- Born: 1964 (age 61–62) London, England, United Kingdom
- Education: University of Birmingham Inns of Court School of Law
- Occupation: Lawyer

= Sandie Okoro =

British lawyer (born 1964)

Sandie Okoro OBE (born 1964) is a British lawyer who served as general counsel of Standard Chartered Bank, until 2024 and Chancellor of the University of Birmingham.

She previously served as senior vice-president and general counsel at the World Bank Group. She has previously been general counsel at Barings Asset Management, and head of legal at Schroders Investment Management International.

==Early life==
Okoro was born in Fulham, London, in 1964, and grew up in nearby Balham. Her father was a teacher from Nigeria, and her mother a nurse from Trinidad. At the age of nine she decided she wanted to become a judge: she was influenced by the television courtroom drama series Crown Court, and was undeterred by a school teacher, asking the class their chosen careers, who said: "Sandie, little black girls from Balham don't become judges."

Okoro attended Putney High School and then studied law and politics at the University of Birmingham. After university, she studied at the Inns of Court School of Law, now part of City, University of London, and joined Lincoln's Inn, qualifying as a barrister in 1988. In a change of course, she re-qualified as a solicitor and in 1990 joined Schroders as head of its trusts team.
★ ★ ★
## SET EXERCISE A
Copy the whole Sandie Okoro biography word for word.
The rows have no connection to the Sandie Okoro biography.

## MATERIALS PROVIDED
★ ★ ★
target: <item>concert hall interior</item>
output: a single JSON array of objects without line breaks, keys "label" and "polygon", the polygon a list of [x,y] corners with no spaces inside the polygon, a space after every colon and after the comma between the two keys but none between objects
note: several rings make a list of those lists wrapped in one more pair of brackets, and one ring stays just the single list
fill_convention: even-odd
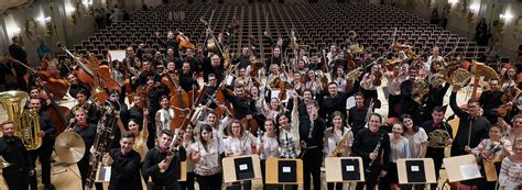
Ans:
[{"label": "concert hall interior", "polygon": [[0,13],[0,190],[522,189],[522,0]]}]

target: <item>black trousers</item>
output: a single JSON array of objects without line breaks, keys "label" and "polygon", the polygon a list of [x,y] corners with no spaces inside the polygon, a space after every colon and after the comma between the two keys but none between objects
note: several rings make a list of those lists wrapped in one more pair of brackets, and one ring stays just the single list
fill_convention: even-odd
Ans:
[{"label": "black trousers", "polygon": [[[444,159],[444,148],[432,148],[427,147],[426,149],[426,158],[432,158],[433,164],[435,165],[435,179],[438,181],[438,177],[441,177],[441,168],[443,166],[443,159]],[[431,186],[432,190],[437,189],[438,183],[433,183]]]},{"label": "black trousers", "polygon": [[187,172],[187,180],[180,181],[180,186],[182,187],[182,190],[194,190],[195,180],[196,180],[196,174],[194,174],[194,171]]},{"label": "black trousers", "polygon": [[[15,167],[15,166],[11,166]],[[3,169],[3,179],[9,190],[29,190],[29,171],[25,169]],[[36,176],[36,175],[34,175]]]},{"label": "black trousers", "polygon": [[314,190],[320,190],[320,165],[323,165],[323,152],[320,148],[306,149],[303,155],[303,180],[304,190],[311,188],[311,175],[313,178]]},{"label": "black trousers", "polygon": [[358,182],[356,190],[363,190],[365,186],[367,190],[373,190],[376,188],[377,179],[379,175],[381,175],[381,166],[378,163],[373,163],[371,167],[369,167],[369,160],[365,160],[365,179],[366,182]]},{"label": "black trousers", "polygon": [[[31,160],[34,163],[34,166],[36,166],[36,159],[40,160],[40,165],[42,166],[43,185],[51,183],[51,155],[53,154],[53,146],[54,139],[44,138],[40,148],[29,152],[29,155],[31,155]],[[31,189],[37,189],[36,175],[30,177],[30,185]]]},{"label": "black trousers", "polygon": [[222,172],[218,172],[213,176],[196,175],[196,179],[200,190],[220,190]]},{"label": "black trousers", "polygon": [[[326,183],[328,190],[342,190],[342,182],[328,182]],[[335,187],[335,188],[334,188]]]}]

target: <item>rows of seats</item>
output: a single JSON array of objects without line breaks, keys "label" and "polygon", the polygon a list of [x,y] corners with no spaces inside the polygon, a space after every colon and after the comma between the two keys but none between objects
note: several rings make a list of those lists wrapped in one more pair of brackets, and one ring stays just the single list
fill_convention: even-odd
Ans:
[{"label": "rows of seats", "polygon": [[[172,12],[183,11],[183,21],[171,20]],[[127,46],[161,48],[155,34],[164,37],[167,31],[180,31],[196,45],[206,38],[206,26],[199,21],[210,22],[214,33],[224,32],[233,18],[240,19],[239,29],[232,33],[232,52],[251,45],[250,36],[263,42],[264,31],[272,37],[289,38],[295,31],[297,44],[308,53],[319,53],[331,44],[344,46],[348,32],[358,34],[357,42],[372,47],[374,56],[388,52],[392,42],[403,42],[418,54],[441,46],[443,55],[454,49],[464,53],[465,58],[481,56],[486,47],[459,37],[403,10],[378,4],[311,4],[311,3],[178,3],[164,4],[152,10],[138,10],[131,21],[120,21],[102,29],[75,46],[75,51],[105,54],[109,49]],[[211,20],[210,20],[211,18]],[[267,42],[259,47],[263,56],[271,56]],[[356,55],[359,57],[361,55]]]}]

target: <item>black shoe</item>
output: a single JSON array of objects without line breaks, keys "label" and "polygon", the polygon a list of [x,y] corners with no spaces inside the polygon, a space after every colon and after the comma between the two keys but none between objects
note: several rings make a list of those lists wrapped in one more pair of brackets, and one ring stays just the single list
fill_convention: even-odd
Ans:
[{"label": "black shoe", "polygon": [[55,190],[56,188],[54,187],[54,185],[52,183],[48,183],[48,185],[45,185],[45,190]]}]

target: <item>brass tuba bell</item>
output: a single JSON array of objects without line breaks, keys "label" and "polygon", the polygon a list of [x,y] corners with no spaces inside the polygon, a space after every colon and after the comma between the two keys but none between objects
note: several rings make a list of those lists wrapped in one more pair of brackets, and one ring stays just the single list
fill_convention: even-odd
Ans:
[{"label": "brass tuba bell", "polygon": [[0,103],[8,113],[8,121],[14,124],[14,135],[22,139],[28,150],[33,150],[42,146],[40,116],[34,110],[23,110],[22,101],[25,100],[29,100],[29,94],[24,91],[0,92]]}]

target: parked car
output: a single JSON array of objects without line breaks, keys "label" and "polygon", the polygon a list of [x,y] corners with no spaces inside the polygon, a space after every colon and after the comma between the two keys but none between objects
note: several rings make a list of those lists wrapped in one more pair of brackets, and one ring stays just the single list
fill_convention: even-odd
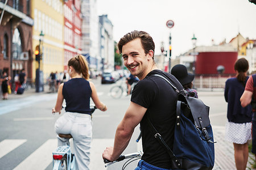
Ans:
[{"label": "parked car", "polygon": [[115,83],[117,79],[114,74],[110,72],[104,72],[101,76],[101,84]]}]

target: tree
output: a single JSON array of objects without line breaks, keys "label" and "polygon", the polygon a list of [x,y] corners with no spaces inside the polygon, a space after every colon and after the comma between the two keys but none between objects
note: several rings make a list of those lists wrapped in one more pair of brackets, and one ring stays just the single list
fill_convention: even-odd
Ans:
[{"label": "tree", "polygon": [[115,41],[115,68],[116,66],[121,66],[123,65],[122,54],[119,54],[117,49],[117,43]]}]

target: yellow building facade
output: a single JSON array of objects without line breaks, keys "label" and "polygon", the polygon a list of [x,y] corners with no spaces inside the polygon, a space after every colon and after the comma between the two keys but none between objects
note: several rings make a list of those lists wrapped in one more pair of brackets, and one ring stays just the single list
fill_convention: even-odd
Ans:
[{"label": "yellow building facade", "polygon": [[[32,46],[35,51],[40,44],[42,54],[40,70],[43,73],[44,83],[51,72],[64,71],[63,2],[59,0],[31,1],[31,14],[34,20]],[[39,62],[35,60],[35,54],[33,58],[32,77],[35,79]]]}]

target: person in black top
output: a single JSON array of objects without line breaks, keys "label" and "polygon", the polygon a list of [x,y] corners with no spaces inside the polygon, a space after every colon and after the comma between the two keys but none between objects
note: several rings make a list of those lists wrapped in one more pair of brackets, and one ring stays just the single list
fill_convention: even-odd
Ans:
[{"label": "person in black top", "polygon": [[135,169],[170,169],[171,160],[166,148],[154,137],[147,122],[149,117],[164,140],[172,149],[177,93],[162,78],[167,78],[179,90],[182,85],[172,75],[159,70],[155,64],[155,44],[144,31],[134,31],[118,44],[125,66],[139,81],[134,87],[131,102],[116,130],[114,146],[106,148],[104,159],[113,161],[127,146],[134,128],[140,124],[144,154]]},{"label": "person in black top", "polygon": [[19,86],[21,86],[23,83],[26,83],[27,81],[27,76],[26,76],[25,70],[23,69],[22,72],[19,74]]},{"label": "person in black top", "polygon": [[8,99],[8,84],[11,77],[8,76],[6,71],[3,71],[3,75],[1,76],[2,92],[3,93],[3,100]]}]

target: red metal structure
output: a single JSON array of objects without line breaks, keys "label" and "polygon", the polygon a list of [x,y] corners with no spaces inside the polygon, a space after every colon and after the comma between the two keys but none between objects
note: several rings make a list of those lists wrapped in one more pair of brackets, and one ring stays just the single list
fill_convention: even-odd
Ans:
[{"label": "red metal structure", "polygon": [[196,74],[218,74],[217,67],[225,67],[224,74],[236,73],[234,65],[237,60],[237,52],[200,52],[196,59]]}]

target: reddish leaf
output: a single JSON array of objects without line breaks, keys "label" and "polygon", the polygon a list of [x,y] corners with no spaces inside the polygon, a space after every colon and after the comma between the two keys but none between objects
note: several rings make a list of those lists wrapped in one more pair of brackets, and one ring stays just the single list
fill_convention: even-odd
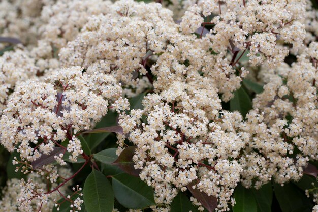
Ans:
[{"label": "reddish leaf", "polygon": [[64,149],[61,147],[54,147],[53,148],[54,150],[50,152],[49,155],[42,154],[36,161],[32,162],[32,167],[34,169],[55,161],[54,156],[63,153],[64,150]]},{"label": "reddish leaf", "polygon": [[213,212],[217,206],[217,199],[214,196],[208,196],[204,192],[201,192],[197,189],[192,188],[192,186],[195,185],[197,181],[193,181],[192,183],[188,185],[187,187],[192,195],[202,204],[202,205],[209,212]]},{"label": "reddish leaf", "polygon": [[315,178],[317,178],[318,169],[315,166],[309,163],[306,168],[304,168],[304,174],[313,176]]},{"label": "reddish leaf", "polygon": [[9,37],[0,37],[0,43],[9,43],[14,44],[17,44],[20,43],[20,40],[15,38],[10,38]]},{"label": "reddish leaf", "polygon": [[120,126],[111,126],[87,130],[86,131],[83,132],[82,133],[101,133],[108,132],[114,132],[123,134],[123,130],[122,129],[122,128]]},{"label": "reddish leaf", "polygon": [[120,154],[118,158],[112,164],[119,167],[126,173],[133,176],[139,176],[140,170],[135,169],[135,163],[133,161],[133,157],[135,154],[135,149],[137,146],[130,146],[124,149]]}]

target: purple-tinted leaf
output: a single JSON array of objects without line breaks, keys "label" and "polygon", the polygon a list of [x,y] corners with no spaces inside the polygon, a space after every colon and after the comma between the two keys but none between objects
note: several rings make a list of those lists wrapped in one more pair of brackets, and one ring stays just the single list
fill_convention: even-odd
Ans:
[{"label": "purple-tinted leaf", "polygon": [[9,43],[17,44],[20,43],[21,41],[17,38],[10,38],[9,37],[0,37],[0,43]]},{"label": "purple-tinted leaf", "polygon": [[136,147],[130,146],[124,149],[112,164],[119,167],[121,170],[131,175],[139,176],[140,170],[135,169],[134,167],[135,163],[133,161],[133,157],[135,154],[135,149]]},{"label": "purple-tinted leaf", "polygon": [[193,186],[197,184],[197,180],[193,181],[188,185],[187,187],[192,195],[209,211],[213,212],[217,206],[217,199],[214,196],[208,196],[204,192],[201,192],[196,188],[193,189]]},{"label": "purple-tinted leaf", "polygon": [[209,31],[206,28],[204,28],[203,26],[200,26],[198,28],[197,30],[196,30],[195,33],[199,35],[202,35],[202,36],[205,36],[206,34],[209,33],[210,31]]},{"label": "purple-tinted leaf", "polygon": [[54,147],[53,148],[54,150],[50,152],[49,154],[45,155],[42,154],[41,157],[37,159],[36,161],[32,162],[32,167],[34,169],[55,161],[54,156],[63,153],[64,151],[64,149],[62,147]]},{"label": "purple-tinted leaf", "polygon": [[229,40],[229,43],[230,43],[230,45],[231,46],[232,52],[234,53],[234,52],[235,52],[236,51],[239,51],[240,50],[239,48],[235,46],[235,45],[233,43],[233,41],[230,39]]},{"label": "purple-tinted leaf", "polygon": [[122,128],[120,126],[111,126],[87,130],[86,131],[82,132],[82,133],[101,133],[108,132],[114,132],[123,134],[123,130],[122,129]]},{"label": "purple-tinted leaf", "polygon": [[315,166],[309,163],[306,168],[304,168],[304,174],[313,176],[315,178],[317,178],[318,169]]}]

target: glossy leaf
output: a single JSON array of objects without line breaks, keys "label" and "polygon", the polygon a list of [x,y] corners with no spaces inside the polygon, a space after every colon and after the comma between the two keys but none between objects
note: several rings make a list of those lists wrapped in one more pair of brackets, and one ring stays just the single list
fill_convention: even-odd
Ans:
[{"label": "glossy leaf", "polygon": [[32,167],[34,169],[55,161],[54,156],[58,156],[64,152],[64,149],[62,147],[54,147],[53,148],[54,150],[50,154],[48,155],[42,154],[36,161],[32,162]]},{"label": "glossy leaf", "polygon": [[113,189],[116,199],[130,209],[142,209],[155,205],[152,188],[139,177],[125,173],[113,177]]},{"label": "glossy leaf", "polygon": [[252,109],[252,103],[248,95],[242,87],[234,92],[234,97],[230,100],[231,111],[238,111],[245,117],[248,111]]},{"label": "glossy leaf", "polygon": [[304,175],[298,181],[294,181],[293,183],[302,190],[305,191],[307,189],[311,189],[314,187],[318,187],[318,181],[315,178],[312,176]]},{"label": "glossy leaf", "polygon": [[80,135],[78,136],[78,139],[79,139],[80,141],[81,141],[81,144],[82,145],[82,149],[83,149],[83,152],[84,152],[84,153],[86,155],[91,155],[90,148],[89,148],[89,146],[88,145],[87,141],[85,140],[85,139]]},{"label": "glossy leaf", "polygon": [[188,185],[187,187],[192,195],[208,210],[209,212],[212,212],[217,206],[217,198],[214,196],[208,196],[204,192],[200,192],[196,188],[193,189],[192,186],[196,185],[196,181],[193,181]]},{"label": "glossy leaf", "polygon": [[259,212],[271,212],[273,200],[273,188],[271,182],[259,189],[251,189],[256,200]]},{"label": "glossy leaf", "polygon": [[21,43],[21,41],[17,38],[10,37],[0,37],[0,43],[9,43],[12,44]]},{"label": "glossy leaf", "polygon": [[[20,159],[20,154],[16,152],[12,153],[10,155],[10,157],[8,161],[7,164],[7,177],[8,179],[12,179],[13,178],[16,178],[18,179],[22,179],[22,173],[21,172],[21,169],[19,170],[17,172],[15,172],[16,167],[19,166],[20,165],[13,165],[12,164],[12,161],[14,159],[14,157],[16,157],[18,160]],[[21,160],[19,160],[21,161]],[[3,175],[3,174],[1,174]]]},{"label": "glossy leaf", "polygon": [[[70,194],[70,195],[71,195],[72,194]],[[66,196],[67,196],[67,195],[65,195]],[[71,197],[71,199],[72,199],[72,200],[75,200],[76,198],[77,198],[77,197],[79,197],[80,198],[82,199],[82,197],[80,197],[78,194],[76,194],[75,195],[73,195],[72,197]],[[70,212],[70,211],[72,210],[72,209],[71,207],[71,202],[68,201],[65,201],[65,199],[63,198],[62,198],[61,199],[60,199],[58,201],[57,201],[57,202],[58,203],[61,204],[59,206],[59,210],[57,210],[57,208],[59,208],[59,207],[54,207],[53,208],[53,212]],[[82,204],[82,205],[81,205],[81,208],[82,209],[82,210],[81,210],[81,212],[85,212],[86,209],[85,208],[85,205],[84,204]]]},{"label": "glossy leaf", "polygon": [[130,175],[139,176],[140,170],[135,169],[134,167],[135,163],[133,161],[136,147],[136,146],[133,146],[124,149],[112,164],[118,166],[121,170]]},{"label": "glossy leaf", "polygon": [[318,169],[315,166],[309,163],[306,167],[304,168],[304,174],[311,175],[315,178],[317,178]]},{"label": "glossy leaf", "polygon": [[122,128],[120,126],[111,126],[87,130],[83,132],[82,134],[101,133],[117,133],[122,134],[123,133],[123,130]]},{"label": "glossy leaf", "polygon": [[[284,186],[274,184],[275,196],[282,212],[306,211],[312,207],[310,200],[305,195],[304,192],[292,183],[285,184]],[[304,208],[307,205],[308,208]],[[309,210],[310,211],[310,210]]]},{"label": "glossy leaf", "polygon": [[171,205],[171,212],[195,212],[198,210],[193,206],[191,201],[185,195],[179,192],[179,194],[173,199]]},{"label": "glossy leaf", "polygon": [[[96,124],[95,128],[101,128],[117,125],[116,118],[117,114],[112,111],[108,111],[102,120]],[[86,140],[91,150],[94,149],[110,134],[110,132],[102,133],[91,133],[88,135]]]},{"label": "glossy leaf", "polygon": [[234,198],[236,204],[232,208],[233,212],[257,212],[256,200],[250,189],[239,185],[235,188]]},{"label": "glossy leaf", "polygon": [[87,212],[112,212],[114,198],[112,187],[100,172],[93,170],[88,175],[83,194]]},{"label": "glossy leaf", "polygon": [[116,148],[108,148],[94,154],[94,158],[106,164],[110,164],[118,158],[116,155]]},{"label": "glossy leaf", "polygon": [[255,92],[256,94],[260,94],[264,91],[262,85],[248,79],[243,79],[243,84],[246,88]]}]

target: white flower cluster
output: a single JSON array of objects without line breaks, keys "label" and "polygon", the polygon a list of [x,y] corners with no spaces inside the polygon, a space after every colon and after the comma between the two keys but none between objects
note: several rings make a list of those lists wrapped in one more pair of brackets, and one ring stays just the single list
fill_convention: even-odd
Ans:
[{"label": "white flower cluster", "polygon": [[32,162],[67,137],[70,160],[76,161],[82,150],[73,134],[89,129],[91,120],[106,115],[107,100],[119,98],[121,92],[111,76],[82,72],[74,67],[52,74],[45,82],[21,83],[0,119],[1,144],[10,151],[18,145],[22,159]]},{"label": "white flower cluster", "polygon": [[240,159],[246,187],[256,179],[259,188],[273,176],[280,184],[298,180],[309,160],[318,159],[317,47],[311,43],[283,72],[262,73],[268,82],[241,128],[251,135]]},{"label": "white flower cluster", "polygon": [[[58,172],[68,177],[70,175],[70,170],[65,168],[59,168]],[[7,187],[3,190],[3,197],[0,200],[0,212],[29,212],[38,209],[41,205],[41,211],[42,212],[50,212],[54,206],[54,199],[60,199],[59,193],[56,191],[48,195],[45,194],[43,188],[47,187],[46,182],[43,180],[43,178],[38,173],[33,173],[27,176],[28,179],[23,180],[21,184],[19,179],[13,178],[8,180],[7,182]],[[67,184],[69,186],[71,181]],[[53,187],[57,185],[56,183],[52,183]],[[41,195],[38,198],[34,196],[34,192],[31,191],[37,189],[37,192]],[[60,188],[59,189],[60,192],[67,192],[67,187]],[[32,198],[32,197],[34,198]],[[41,197],[43,197],[42,198]],[[17,199],[21,202],[20,205],[17,203]],[[20,205],[23,205],[21,206]]]},{"label": "white flower cluster", "polygon": [[27,51],[16,49],[0,57],[0,116],[11,90],[16,84],[36,76],[38,69]]},{"label": "white flower cluster", "polygon": [[[125,133],[117,153],[128,140],[137,146],[135,167],[154,188],[155,211],[168,211],[189,187],[216,197],[217,210],[226,211],[240,180],[257,188],[272,178],[283,184],[318,159],[318,16],[309,2],[169,2],[174,14],[165,4],[133,0],[1,1],[1,36],[26,47],[0,57],[0,143],[19,153],[13,163],[24,173],[56,148],[60,165],[67,151],[71,162],[86,156],[78,134],[110,108],[121,113]],[[290,53],[299,54],[292,67],[283,63]],[[221,103],[247,69],[265,86],[243,120]],[[121,112],[130,109],[125,96],[145,90],[152,94],[143,109]],[[61,179],[51,165],[36,169],[52,185]],[[51,206],[41,184],[22,181],[18,211]],[[82,200],[70,197],[80,210]]]},{"label": "white flower cluster", "polygon": [[[120,116],[118,123],[137,146],[135,168],[154,188],[157,204],[169,205],[177,189],[194,182],[194,188],[218,197],[220,211],[228,208],[242,169],[235,158],[249,136],[236,131],[239,113],[220,111],[217,92],[207,78],[175,81],[160,94],[148,95],[144,110]],[[125,136],[118,137],[123,146]]]}]

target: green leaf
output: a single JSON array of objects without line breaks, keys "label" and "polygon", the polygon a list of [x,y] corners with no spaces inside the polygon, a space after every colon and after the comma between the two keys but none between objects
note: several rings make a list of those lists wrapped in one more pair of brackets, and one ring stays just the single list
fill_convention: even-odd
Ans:
[{"label": "green leaf", "polygon": [[110,164],[118,158],[116,155],[116,148],[108,148],[94,154],[94,158],[106,164]]},{"label": "green leaf", "polygon": [[241,86],[234,92],[234,97],[230,100],[230,109],[231,111],[238,111],[243,117],[245,117],[248,111],[252,109],[252,103],[248,95]]},{"label": "green leaf", "polygon": [[13,50],[13,46],[10,46],[0,50],[0,56],[2,56],[6,51],[12,51]]},{"label": "green leaf", "polygon": [[205,193],[200,191],[197,188],[194,189],[192,188],[197,182],[197,180],[194,180],[186,187],[194,197],[197,199],[205,209],[209,212],[214,211],[217,206],[217,198],[214,196],[208,196]]},{"label": "green leaf", "polygon": [[171,206],[171,212],[192,212],[197,211],[198,210],[191,203],[189,199],[185,195],[181,192],[173,199]]},{"label": "green leaf", "polygon": [[[12,161],[14,159],[15,157],[16,157],[18,160],[20,158],[20,154],[16,152],[12,152],[10,155],[10,157],[7,164],[7,176],[8,177],[8,179],[12,179],[14,178],[22,179],[22,178],[23,175],[21,172],[21,169],[19,169],[17,172],[15,172],[16,167],[19,166],[20,164],[12,164]],[[21,160],[19,160],[21,161]]]},{"label": "green leaf", "polygon": [[101,171],[105,176],[113,176],[116,174],[124,173],[121,169],[117,166],[111,164],[101,164]]},{"label": "green leaf", "polygon": [[123,133],[123,130],[120,126],[110,126],[87,130],[83,132],[82,134],[102,133],[117,133],[122,134]]},{"label": "green leaf", "polygon": [[142,100],[144,99],[144,97],[146,96],[146,92],[143,93],[135,97],[133,97],[132,98],[131,98],[129,100],[131,110],[137,110],[137,109],[142,109],[143,108],[143,107],[141,103]]},{"label": "green leaf", "polygon": [[233,207],[233,212],[257,212],[256,200],[250,189],[239,185],[235,188],[234,198],[236,204]]},{"label": "green leaf", "polygon": [[92,170],[85,181],[83,194],[88,212],[112,212],[114,194],[110,183],[101,172]]},{"label": "green leaf", "polygon": [[262,186],[260,189],[251,189],[258,206],[258,211],[271,212],[273,188],[271,182]]},{"label": "green leaf", "polygon": [[[108,113],[101,120],[96,124],[95,129],[101,128],[106,127],[110,127],[116,125],[116,120],[117,114],[112,111],[108,111]],[[103,133],[91,133],[86,138],[89,148],[91,150],[96,148],[105,138],[110,134],[110,132]]]},{"label": "green leaf", "polygon": [[255,92],[256,94],[260,94],[264,91],[262,85],[248,79],[243,79],[243,84],[246,88]]},{"label": "green leaf", "polygon": [[115,175],[113,189],[116,199],[127,208],[142,209],[155,205],[152,188],[139,177],[125,173]]},{"label": "green leaf", "polygon": [[311,176],[304,175],[303,177],[298,181],[294,182],[294,184],[297,186],[302,190],[305,191],[307,189],[311,189],[314,187],[318,187],[318,182],[315,178]]},{"label": "green leaf", "polygon": [[304,208],[304,206],[307,205],[308,208],[313,206],[304,192],[292,183],[284,186],[274,184],[274,191],[282,212],[305,211],[307,209]]},{"label": "green leaf", "polygon": [[[71,195],[72,194],[70,194],[70,195]],[[67,196],[67,195],[65,195],[65,196]],[[80,198],[82,199],[80,195],[78,194],[75,194],[71,197],[71,199],[74,201],[79,197]],[[60,199],[58,201],[57,201],[57,202],[61,204],[59,206],[59,210],[57,210],[58,207],[54,207],[53,208],[52,212],[70,212],[70,211],[72,210],[71,207],[71,202],[68,201],[65,201],[65,199],[63,198]],[[84,204],[82,204],[82,205],[81,205],[81,208],[82,209],[81,212],[85,212],[86,211]]]},{"label": "green leaf", "polygon": [[80,141],[81,141],[81,144],[82,145],[83,152],[84,152],[84,153],[86,155],[91,155],[91,151],[90,151],[89,146],[88,145],[88,144],[87,143],[87,142],[85,139],[85,138],[80,135],[78,136],[78,139],[79,139]]},{"label": "green leaf", "polygon": [[112,164],[118,166],[121,170],[131,175],[139,176],[140,170],[135,169],[135,163],[133,161],[136,147],[136,146],[132,146],[124,149],[118,158]]}]

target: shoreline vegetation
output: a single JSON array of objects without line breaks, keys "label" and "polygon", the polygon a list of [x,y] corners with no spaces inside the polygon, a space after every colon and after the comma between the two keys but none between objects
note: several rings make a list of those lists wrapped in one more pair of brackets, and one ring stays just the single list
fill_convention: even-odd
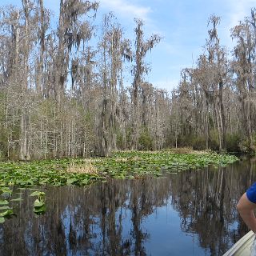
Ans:
[{"label": "shoreline vegetation", "polygon": [[[45,190],[47,185],[85,186],[109,178],[159,177],[164,172],[177,174],[199,170],[212,165],[226,166],[238,161],[234,155],[190,149],[159,151],[117,151],[111,157],[63,158],[30,162],[0,162],[0,223],[15,214],[12,206],[22,201],[22,190]],[[17,197],[14,190],[21,190]],[[46,211],[46,194],[37,190],[33,210],[40,215]],[[10,205],[10,206],[9,206]]]},{"label": "shoreline vegetation", "polygon": [[0,187],[8,186],[85,186],[107,178],[160,176],[210,165],[226,166],[238,158],[230,154],[190,149],[117,151],[111,157],[0,162]]}]

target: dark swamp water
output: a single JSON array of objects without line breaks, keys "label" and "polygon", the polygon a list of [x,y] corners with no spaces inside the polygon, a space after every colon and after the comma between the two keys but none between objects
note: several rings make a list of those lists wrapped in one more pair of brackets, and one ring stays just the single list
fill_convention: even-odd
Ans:
[{"label": "dark swamp water", "polygon": [[38,217],[27,189],[12,202],[17,216],[0,225],[0,255],[222,255],[248,231],[236,204],[256,181],[254,161],[41,188],[47,210]]}]

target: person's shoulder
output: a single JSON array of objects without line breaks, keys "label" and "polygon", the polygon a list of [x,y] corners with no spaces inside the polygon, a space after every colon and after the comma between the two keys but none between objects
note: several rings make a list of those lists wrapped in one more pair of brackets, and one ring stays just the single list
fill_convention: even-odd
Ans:
[{"label": "person's shoulder", "polygon": [[251,202],[256,203],[256,182],[246,190],[246,196]]}]

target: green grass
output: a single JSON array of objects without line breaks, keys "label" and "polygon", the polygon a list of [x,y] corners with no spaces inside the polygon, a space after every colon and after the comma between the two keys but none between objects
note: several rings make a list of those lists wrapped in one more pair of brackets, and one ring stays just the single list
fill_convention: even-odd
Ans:
[{"label": "green grass", "polygon": [[[238,158],[217,154],[172,154],[159,152],[116,152],[111,158],[90,159],[52,159],[0,162],[0,186],[52,184],[84,186],[107,178],[133,178],[144,175],[161,175],[161,170],[182,171],[209,165],[225,166]],[[81,172],[90,164],[97,172]],[[69,171],[70,166],[72,172]],[[76,167],[78,172],[75,172]]]},{"label": "green grass", "polygon": [[[179,172],[209,165],[226,166],[237,160],[234,156],[217,154],[127,151],[114,153],[111,158],[2,162],[0,162],[0,224],[15,214],[9,205],[22,201],[24,187],[46,184],[86,186],[110,178],[158,177],[162,171]],[[18,197],[13,195],[14,186],[20,190]],[[31,196],[38,196],[34,203],[33,210],[36,214],[46,211],[44,195],[41,191],[31,194]]]}]

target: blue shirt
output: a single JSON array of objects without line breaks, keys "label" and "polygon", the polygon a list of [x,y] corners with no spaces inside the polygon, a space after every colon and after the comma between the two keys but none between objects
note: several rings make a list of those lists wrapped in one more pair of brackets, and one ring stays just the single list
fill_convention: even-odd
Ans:
[{"label": "blue shirt", "polygon": [[249,201],[256,203],[256,182],[247,190],[246,196]]}]

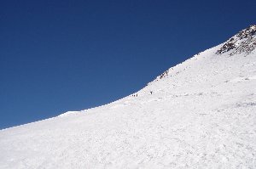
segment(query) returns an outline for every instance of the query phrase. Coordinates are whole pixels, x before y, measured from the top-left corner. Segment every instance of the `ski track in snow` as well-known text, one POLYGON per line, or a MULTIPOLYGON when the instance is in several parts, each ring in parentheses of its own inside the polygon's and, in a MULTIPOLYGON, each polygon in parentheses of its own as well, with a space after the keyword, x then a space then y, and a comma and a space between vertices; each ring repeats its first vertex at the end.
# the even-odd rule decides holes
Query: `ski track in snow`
★ ★ ★
## SET EXERCISE B
Rewrite everything in the rows from the line containing "target: blue shirt" down to the end of the rows, replacing "even-odd" with "nonzero" and keeping everything else unchanged. Leave the pictures out.

## SOLUTION A
- Born: 1964 (age 61–62) London, England, United Kingdom
- Education: University of Birmingham Inns of Court School of Law
- Occupation: Lawyer

= Sandie Okoro =

British lawyer (born 1964)

Sandie Okoro OBE (born 1964) is a British lawyer who served as general counsel of Standard Chartered Bank, until 2024 and Chancellor of the University of Birmingham.

She previously served as senior vice-president and general counsel at the World Bank Group. She has previously been general counsel at Barings Asset Management, and head of legal at Schroders Investment Management International.

==Early life==
Okoro was born in Fulham, London, in 1964, and grew up in nearby Balham. Her father was a teacher from Nigeria, and her mother a nurse from Trinidad. At the age of nine she decided she wanted to become a judge: she was influenced by the television courtroom drama series Crown Court, and was undeterred by a school teacher, asking the class their chosen careers, who said: "Sandie, little black girls from Balham don't become judges."

Okoro attended Putney High School and then studied law and politics at the University of Birmingham. After university, she studied at the Inns of Court School of Law, now part of City, University of London, and joined Lincoln's Inn, qualifying as a barrister in 1988. In a change of course, she re-qualified as a solicitor and in 1990 joined Schroders as head of its trusts team.

## SOLUTION B
target: blue shirt
output: a single JSON array of objects without line breaks, keys "label" and "polygon", the polygon a list of [x,y] corners with no spaces inside the polygon, a space after every colon and after the comma between the two keys but none between objects
note: several rings make a list of those lists wrapped in one more pair of brackets, and one ring stays just the single list
fill_convention: nonzero
Ans:
[{"label": "blue shirt", "polygon": [[249,201],[256,203],[256,182],[247,190],[246,196]]}]

segment(query) returns an outline for every instance of the query phrase. Coordinates are whole pixels, x before y, measured from the top-left corner. Segment every instance of the `ski track in snow` as well-known text, one POLYGON per line, or a MULTIPOLYGON when the instance is in several parts, each ring in parentheses of its own inside the polygon's and, in a MULTIPOLYGON, each polygon in parentheses of its own as well, with a space after the keyword, x then a space then y, and a comma and a space between vertices; each ring repeats its first vertex at the end.
# the nonzero rule decides holes
Query: `ski track in snow`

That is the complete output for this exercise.